Position identification records:

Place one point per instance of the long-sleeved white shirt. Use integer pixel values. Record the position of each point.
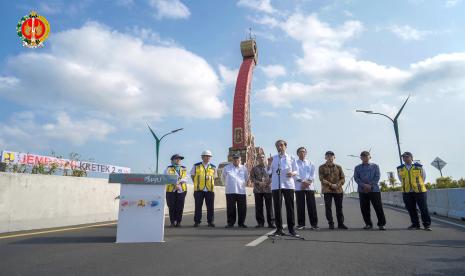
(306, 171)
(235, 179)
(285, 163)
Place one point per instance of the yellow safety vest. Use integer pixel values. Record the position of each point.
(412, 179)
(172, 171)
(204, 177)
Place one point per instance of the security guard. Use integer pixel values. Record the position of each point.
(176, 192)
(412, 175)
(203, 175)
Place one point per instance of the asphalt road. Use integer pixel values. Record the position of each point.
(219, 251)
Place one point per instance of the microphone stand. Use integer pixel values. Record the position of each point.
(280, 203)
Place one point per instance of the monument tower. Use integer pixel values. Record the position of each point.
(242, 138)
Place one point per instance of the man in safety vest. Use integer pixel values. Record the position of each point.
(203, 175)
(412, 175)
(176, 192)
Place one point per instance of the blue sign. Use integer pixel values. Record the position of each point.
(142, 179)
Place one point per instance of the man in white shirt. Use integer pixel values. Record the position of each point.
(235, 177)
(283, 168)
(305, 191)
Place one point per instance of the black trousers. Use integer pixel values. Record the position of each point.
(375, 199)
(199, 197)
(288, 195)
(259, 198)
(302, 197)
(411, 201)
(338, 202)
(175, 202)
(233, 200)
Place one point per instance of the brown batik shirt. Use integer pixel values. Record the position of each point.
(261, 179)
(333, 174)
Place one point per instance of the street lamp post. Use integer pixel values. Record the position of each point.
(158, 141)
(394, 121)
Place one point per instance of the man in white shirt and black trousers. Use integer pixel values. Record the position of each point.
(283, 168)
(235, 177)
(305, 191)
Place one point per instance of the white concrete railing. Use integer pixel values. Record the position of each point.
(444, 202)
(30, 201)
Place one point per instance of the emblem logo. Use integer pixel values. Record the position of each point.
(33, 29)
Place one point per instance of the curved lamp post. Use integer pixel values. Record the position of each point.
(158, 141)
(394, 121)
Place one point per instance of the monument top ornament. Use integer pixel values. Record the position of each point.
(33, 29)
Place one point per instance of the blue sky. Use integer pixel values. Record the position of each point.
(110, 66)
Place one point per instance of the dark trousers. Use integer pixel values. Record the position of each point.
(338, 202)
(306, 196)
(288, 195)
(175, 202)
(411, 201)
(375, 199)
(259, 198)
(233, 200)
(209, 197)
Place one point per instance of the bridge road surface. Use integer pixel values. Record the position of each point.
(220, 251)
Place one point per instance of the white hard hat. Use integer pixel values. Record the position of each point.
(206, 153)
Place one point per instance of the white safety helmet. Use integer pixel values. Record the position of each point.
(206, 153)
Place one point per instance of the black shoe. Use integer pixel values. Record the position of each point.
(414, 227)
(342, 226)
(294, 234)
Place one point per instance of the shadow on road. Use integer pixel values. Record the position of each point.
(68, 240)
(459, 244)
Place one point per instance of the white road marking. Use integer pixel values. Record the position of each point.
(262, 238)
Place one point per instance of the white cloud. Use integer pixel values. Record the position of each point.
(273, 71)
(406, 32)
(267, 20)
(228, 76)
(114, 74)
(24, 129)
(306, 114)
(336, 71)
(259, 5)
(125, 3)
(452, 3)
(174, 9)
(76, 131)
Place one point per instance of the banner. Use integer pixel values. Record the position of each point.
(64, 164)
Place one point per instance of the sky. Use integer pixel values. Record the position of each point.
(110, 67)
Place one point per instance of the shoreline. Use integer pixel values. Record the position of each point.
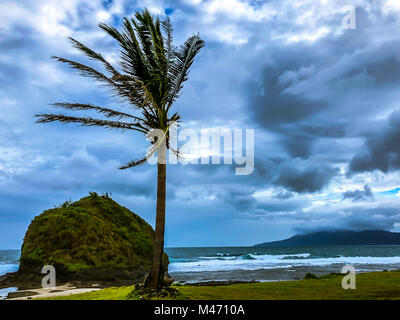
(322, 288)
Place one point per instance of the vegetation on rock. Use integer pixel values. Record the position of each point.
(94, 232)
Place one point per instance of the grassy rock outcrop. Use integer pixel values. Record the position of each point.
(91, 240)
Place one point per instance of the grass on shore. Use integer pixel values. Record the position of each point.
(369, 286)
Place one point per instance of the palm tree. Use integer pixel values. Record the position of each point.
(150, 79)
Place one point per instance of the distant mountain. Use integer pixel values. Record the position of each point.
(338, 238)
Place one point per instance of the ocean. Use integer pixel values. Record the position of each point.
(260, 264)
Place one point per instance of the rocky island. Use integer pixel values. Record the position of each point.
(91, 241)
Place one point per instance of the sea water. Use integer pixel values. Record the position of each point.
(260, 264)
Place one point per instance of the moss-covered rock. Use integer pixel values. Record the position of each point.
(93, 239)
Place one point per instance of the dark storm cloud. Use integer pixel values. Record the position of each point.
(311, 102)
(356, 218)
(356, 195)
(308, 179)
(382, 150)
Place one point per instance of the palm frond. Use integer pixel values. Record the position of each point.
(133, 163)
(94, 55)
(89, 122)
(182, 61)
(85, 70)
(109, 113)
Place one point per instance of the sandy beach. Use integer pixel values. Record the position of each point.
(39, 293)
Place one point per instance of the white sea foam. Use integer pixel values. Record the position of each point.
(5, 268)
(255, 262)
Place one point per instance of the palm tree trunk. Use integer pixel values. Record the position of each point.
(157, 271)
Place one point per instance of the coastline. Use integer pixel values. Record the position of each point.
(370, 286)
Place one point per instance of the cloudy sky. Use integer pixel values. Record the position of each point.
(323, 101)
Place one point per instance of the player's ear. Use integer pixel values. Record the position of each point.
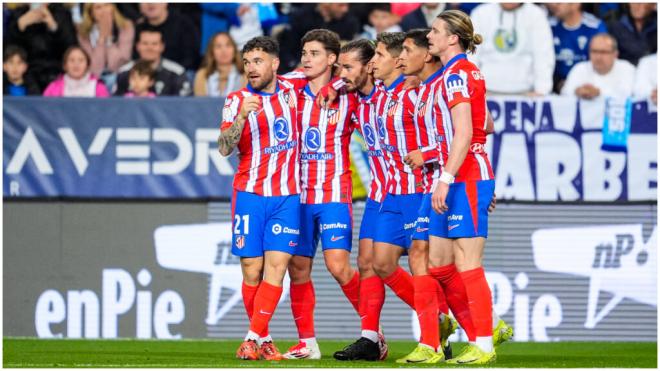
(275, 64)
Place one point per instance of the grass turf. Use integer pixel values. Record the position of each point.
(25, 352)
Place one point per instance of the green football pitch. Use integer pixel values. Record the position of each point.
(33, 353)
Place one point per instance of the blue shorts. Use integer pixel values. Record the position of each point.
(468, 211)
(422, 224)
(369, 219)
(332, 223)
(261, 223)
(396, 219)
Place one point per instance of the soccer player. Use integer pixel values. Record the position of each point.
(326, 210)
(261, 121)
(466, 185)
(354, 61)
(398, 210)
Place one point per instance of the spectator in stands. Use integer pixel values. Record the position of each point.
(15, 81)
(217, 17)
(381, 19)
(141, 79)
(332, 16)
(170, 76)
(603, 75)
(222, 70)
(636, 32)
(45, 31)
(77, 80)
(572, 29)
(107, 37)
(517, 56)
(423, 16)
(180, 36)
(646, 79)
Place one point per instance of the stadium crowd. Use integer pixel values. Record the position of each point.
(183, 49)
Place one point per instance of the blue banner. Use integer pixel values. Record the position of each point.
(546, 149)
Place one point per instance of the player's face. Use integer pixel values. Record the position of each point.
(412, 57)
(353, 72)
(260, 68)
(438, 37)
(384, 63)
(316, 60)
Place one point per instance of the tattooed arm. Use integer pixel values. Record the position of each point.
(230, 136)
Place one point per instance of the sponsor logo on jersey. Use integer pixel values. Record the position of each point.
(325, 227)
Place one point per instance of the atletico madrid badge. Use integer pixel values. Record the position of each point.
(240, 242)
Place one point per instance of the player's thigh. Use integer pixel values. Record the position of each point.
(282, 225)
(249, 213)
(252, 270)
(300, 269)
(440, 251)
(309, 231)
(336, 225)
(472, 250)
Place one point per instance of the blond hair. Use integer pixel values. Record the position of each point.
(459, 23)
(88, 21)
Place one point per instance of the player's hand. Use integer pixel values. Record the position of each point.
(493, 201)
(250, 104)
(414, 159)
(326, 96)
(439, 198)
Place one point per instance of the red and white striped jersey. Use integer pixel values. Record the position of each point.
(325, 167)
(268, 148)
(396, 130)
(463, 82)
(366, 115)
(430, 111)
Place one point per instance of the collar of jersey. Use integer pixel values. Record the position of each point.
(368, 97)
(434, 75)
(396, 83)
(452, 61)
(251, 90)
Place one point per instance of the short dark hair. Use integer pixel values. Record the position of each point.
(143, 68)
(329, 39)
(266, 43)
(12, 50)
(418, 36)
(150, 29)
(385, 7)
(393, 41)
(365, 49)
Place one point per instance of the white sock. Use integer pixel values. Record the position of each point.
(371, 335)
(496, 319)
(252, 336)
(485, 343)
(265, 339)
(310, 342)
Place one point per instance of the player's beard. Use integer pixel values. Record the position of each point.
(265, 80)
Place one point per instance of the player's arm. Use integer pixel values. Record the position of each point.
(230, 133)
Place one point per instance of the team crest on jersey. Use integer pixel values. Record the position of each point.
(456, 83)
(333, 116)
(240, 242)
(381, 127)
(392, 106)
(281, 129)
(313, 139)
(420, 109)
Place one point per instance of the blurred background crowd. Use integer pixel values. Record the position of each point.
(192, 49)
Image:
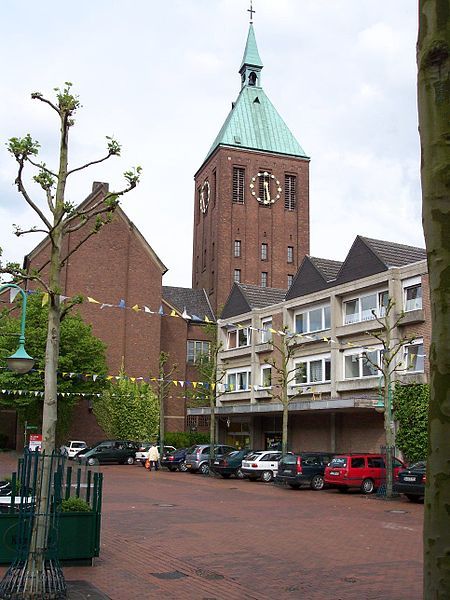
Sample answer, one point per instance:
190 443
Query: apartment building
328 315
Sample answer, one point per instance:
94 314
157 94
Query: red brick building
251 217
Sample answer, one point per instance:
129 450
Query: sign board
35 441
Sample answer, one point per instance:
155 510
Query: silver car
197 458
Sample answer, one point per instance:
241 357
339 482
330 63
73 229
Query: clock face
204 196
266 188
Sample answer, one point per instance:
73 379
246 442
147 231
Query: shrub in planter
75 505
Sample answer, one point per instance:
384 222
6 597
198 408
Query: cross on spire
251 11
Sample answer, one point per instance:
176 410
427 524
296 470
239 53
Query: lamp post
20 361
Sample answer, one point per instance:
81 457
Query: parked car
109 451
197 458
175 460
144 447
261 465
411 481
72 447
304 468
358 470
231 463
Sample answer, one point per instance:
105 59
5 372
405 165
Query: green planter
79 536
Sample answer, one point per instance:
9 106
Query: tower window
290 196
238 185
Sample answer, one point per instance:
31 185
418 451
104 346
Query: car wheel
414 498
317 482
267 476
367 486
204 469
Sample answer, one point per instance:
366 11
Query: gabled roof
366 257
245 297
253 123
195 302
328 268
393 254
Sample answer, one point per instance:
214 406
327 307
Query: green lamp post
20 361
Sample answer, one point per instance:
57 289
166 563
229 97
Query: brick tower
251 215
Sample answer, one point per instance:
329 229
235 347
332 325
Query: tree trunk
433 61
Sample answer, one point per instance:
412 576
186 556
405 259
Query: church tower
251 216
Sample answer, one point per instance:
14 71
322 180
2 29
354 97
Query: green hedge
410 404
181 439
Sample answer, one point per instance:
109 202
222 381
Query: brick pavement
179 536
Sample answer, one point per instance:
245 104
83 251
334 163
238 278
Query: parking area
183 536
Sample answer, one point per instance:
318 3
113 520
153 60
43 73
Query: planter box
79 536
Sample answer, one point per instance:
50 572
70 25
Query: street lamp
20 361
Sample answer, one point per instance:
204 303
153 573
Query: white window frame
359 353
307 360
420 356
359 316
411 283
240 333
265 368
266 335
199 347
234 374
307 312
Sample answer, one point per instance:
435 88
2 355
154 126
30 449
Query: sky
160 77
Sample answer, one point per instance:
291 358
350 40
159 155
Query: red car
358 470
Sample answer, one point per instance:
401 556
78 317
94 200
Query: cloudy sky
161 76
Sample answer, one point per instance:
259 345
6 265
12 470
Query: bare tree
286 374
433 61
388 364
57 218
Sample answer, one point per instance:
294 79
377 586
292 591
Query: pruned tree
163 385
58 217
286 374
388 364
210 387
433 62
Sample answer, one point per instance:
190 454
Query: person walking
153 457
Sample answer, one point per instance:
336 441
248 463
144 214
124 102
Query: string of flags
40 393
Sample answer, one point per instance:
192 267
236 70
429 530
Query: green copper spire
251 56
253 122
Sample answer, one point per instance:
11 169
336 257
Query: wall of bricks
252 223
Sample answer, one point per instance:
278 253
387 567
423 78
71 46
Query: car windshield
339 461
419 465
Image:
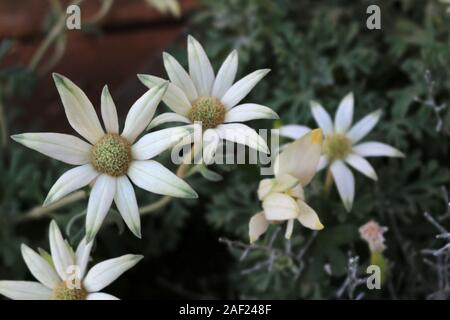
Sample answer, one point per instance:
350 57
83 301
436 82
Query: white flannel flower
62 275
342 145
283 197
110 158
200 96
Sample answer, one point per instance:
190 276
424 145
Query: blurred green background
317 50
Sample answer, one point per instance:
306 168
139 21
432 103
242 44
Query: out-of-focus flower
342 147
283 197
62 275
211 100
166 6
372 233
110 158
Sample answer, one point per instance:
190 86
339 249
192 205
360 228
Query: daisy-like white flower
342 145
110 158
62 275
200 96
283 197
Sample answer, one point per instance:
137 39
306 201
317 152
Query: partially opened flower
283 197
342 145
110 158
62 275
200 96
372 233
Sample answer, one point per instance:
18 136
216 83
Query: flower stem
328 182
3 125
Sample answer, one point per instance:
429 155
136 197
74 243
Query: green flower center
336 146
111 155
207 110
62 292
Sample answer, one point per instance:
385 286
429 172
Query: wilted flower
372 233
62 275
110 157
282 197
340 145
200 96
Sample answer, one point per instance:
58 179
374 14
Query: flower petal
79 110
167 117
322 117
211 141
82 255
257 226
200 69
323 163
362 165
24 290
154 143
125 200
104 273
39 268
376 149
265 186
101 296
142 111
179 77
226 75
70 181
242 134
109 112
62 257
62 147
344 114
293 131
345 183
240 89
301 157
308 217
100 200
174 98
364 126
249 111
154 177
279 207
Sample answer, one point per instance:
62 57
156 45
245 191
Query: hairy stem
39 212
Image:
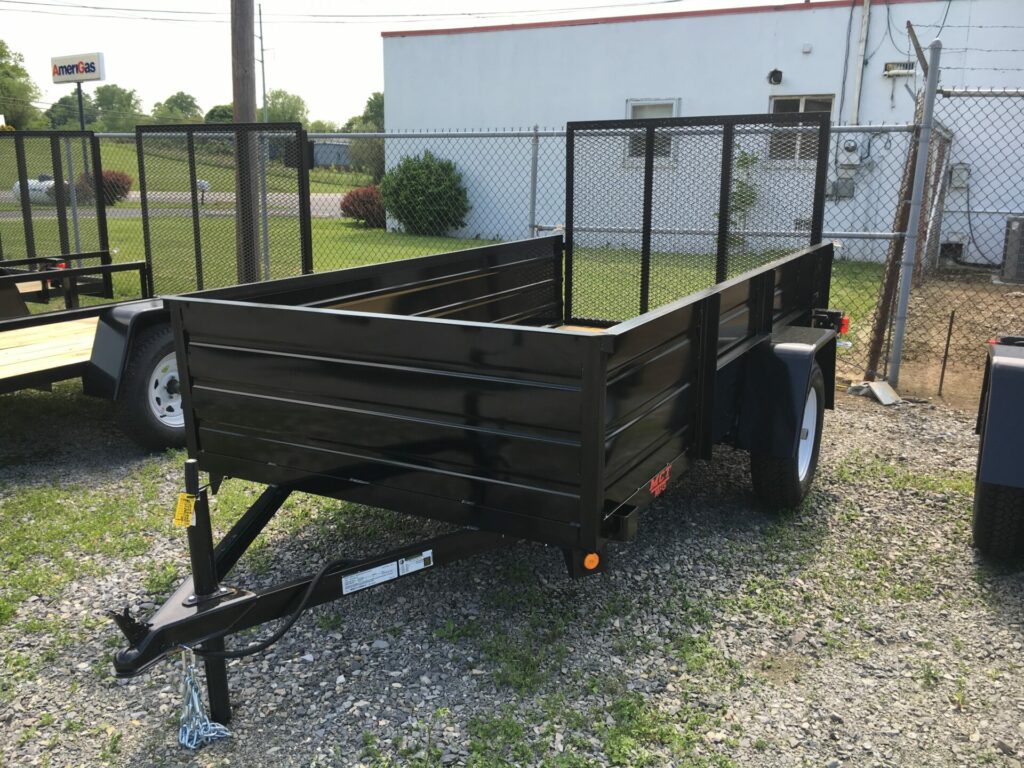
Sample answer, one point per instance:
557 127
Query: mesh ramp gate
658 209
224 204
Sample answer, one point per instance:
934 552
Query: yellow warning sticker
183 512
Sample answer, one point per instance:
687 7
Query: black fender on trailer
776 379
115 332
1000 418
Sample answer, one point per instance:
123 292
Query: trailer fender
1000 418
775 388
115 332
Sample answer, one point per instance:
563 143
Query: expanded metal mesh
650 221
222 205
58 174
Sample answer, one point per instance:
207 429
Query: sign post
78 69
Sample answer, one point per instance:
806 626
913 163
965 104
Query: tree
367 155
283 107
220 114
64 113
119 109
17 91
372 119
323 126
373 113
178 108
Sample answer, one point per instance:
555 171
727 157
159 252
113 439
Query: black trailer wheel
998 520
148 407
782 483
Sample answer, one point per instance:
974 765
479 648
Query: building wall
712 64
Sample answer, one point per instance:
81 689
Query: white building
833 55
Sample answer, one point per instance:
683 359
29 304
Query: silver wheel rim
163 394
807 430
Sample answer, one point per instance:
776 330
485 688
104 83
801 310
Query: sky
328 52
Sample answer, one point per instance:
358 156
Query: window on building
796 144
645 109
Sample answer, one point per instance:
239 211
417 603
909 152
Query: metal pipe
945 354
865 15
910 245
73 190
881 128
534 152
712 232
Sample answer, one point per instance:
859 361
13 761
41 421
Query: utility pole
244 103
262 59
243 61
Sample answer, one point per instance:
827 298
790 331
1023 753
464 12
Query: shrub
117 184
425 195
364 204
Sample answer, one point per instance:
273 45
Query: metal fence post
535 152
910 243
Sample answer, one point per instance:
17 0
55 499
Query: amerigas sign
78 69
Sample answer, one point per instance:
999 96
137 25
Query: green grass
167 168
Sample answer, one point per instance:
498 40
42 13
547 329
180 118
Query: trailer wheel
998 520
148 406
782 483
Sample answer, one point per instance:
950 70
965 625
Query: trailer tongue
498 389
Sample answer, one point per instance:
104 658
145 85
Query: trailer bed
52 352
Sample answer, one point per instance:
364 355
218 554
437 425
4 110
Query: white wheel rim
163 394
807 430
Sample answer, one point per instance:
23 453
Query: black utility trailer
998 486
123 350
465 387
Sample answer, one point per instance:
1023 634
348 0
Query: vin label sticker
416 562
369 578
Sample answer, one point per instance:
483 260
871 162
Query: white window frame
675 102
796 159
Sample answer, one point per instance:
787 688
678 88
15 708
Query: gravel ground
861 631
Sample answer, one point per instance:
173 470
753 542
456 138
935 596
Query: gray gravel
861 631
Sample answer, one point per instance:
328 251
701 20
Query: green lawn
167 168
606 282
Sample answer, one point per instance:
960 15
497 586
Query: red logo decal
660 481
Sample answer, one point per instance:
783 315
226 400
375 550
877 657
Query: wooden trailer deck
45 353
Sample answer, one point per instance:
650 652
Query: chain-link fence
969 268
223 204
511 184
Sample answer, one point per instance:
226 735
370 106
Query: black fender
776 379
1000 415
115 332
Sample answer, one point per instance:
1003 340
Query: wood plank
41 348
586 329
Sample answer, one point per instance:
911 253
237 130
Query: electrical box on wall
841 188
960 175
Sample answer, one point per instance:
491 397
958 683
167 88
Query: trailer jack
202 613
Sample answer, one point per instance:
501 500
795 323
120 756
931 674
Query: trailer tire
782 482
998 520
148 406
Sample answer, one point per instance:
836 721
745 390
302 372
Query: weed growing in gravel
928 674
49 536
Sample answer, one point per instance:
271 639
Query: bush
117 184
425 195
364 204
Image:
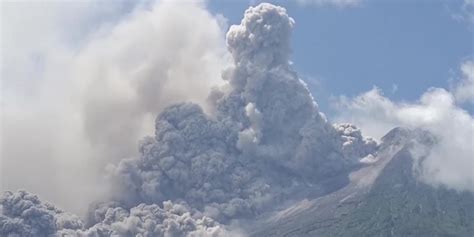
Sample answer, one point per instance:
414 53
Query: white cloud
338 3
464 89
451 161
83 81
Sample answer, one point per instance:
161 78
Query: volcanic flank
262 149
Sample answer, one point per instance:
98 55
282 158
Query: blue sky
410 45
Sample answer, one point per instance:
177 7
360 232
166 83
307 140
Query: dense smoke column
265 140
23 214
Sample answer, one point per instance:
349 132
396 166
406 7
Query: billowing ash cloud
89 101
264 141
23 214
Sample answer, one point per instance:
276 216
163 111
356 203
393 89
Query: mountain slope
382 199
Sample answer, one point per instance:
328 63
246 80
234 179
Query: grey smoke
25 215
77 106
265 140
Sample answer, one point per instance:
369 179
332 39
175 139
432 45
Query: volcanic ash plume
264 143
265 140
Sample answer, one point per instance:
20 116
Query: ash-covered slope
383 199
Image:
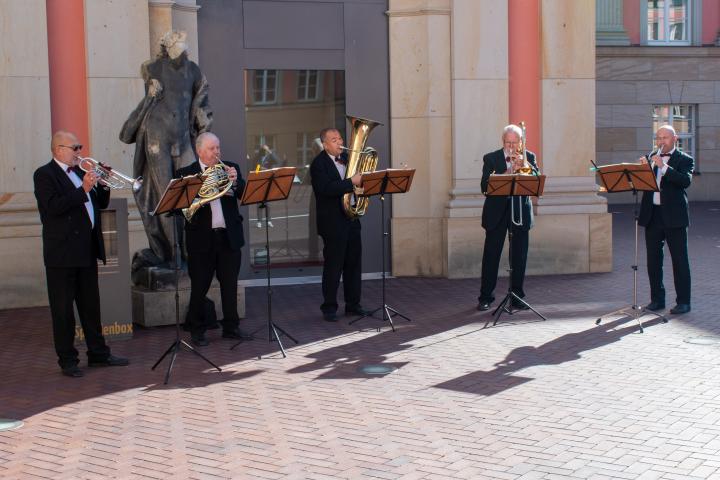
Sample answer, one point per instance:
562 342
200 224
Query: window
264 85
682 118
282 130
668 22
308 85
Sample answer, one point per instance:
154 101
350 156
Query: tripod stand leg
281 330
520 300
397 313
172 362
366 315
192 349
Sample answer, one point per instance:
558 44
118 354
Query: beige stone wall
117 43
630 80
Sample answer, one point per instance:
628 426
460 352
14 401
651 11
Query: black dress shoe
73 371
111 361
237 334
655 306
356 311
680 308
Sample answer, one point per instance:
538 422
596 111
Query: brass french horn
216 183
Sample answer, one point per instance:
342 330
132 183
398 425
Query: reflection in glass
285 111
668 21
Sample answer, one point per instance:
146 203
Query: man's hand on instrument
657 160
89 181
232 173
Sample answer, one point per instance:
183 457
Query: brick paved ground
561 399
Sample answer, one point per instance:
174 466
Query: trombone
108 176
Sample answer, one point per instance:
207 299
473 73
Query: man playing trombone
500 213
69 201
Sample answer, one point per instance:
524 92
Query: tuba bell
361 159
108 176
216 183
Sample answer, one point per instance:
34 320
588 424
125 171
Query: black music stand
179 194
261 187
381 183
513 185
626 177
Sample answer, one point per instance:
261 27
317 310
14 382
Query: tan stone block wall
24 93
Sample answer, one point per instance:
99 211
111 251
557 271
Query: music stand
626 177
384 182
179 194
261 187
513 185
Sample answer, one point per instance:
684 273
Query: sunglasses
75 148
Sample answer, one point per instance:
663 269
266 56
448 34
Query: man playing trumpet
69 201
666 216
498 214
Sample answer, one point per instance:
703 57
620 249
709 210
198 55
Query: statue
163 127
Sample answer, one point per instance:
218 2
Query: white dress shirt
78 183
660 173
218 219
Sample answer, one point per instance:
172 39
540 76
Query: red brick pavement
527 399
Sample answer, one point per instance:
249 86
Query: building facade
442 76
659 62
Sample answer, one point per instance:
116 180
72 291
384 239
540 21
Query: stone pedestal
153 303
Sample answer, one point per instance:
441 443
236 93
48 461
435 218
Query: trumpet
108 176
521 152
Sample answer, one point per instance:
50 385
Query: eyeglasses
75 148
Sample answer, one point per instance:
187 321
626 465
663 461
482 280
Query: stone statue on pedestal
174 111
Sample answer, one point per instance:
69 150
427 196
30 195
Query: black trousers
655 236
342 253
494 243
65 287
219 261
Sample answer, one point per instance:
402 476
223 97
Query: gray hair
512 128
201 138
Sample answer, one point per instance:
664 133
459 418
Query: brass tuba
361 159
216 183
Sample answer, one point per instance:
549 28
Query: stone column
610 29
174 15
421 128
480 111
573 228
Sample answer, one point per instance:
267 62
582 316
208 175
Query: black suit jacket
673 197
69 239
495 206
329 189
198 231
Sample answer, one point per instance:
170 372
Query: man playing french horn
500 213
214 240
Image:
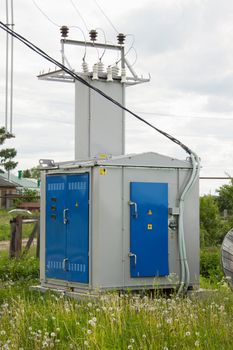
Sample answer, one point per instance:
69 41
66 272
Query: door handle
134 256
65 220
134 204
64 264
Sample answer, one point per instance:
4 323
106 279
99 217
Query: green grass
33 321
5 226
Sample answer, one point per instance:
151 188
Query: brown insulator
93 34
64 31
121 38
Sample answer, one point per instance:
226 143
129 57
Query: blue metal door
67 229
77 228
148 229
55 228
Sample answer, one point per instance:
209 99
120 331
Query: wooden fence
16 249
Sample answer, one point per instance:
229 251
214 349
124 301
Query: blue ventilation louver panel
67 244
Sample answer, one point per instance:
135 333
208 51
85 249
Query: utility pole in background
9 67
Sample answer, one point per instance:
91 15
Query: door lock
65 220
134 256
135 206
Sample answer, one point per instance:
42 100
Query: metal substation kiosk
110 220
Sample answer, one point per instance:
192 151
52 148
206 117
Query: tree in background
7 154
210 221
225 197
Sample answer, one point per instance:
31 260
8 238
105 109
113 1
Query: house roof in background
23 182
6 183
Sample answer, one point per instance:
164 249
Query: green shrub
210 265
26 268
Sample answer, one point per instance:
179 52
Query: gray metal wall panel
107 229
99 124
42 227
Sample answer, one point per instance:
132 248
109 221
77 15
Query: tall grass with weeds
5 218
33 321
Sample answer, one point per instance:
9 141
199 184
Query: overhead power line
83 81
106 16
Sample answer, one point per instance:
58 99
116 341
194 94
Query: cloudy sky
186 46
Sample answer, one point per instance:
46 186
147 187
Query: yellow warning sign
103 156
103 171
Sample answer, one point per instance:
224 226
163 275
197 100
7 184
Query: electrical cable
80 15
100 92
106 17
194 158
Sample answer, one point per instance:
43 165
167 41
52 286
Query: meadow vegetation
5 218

THE REQUEST:
Identify every line of the material above that contains the string "metal" and copy each one. Case counts.

RESULT:
Query: expanded metal mesh
Query: metal pipe
Query: metal fence post
Query: blue metal door
Query: metal substation kiosk
Query: gray metal wall panel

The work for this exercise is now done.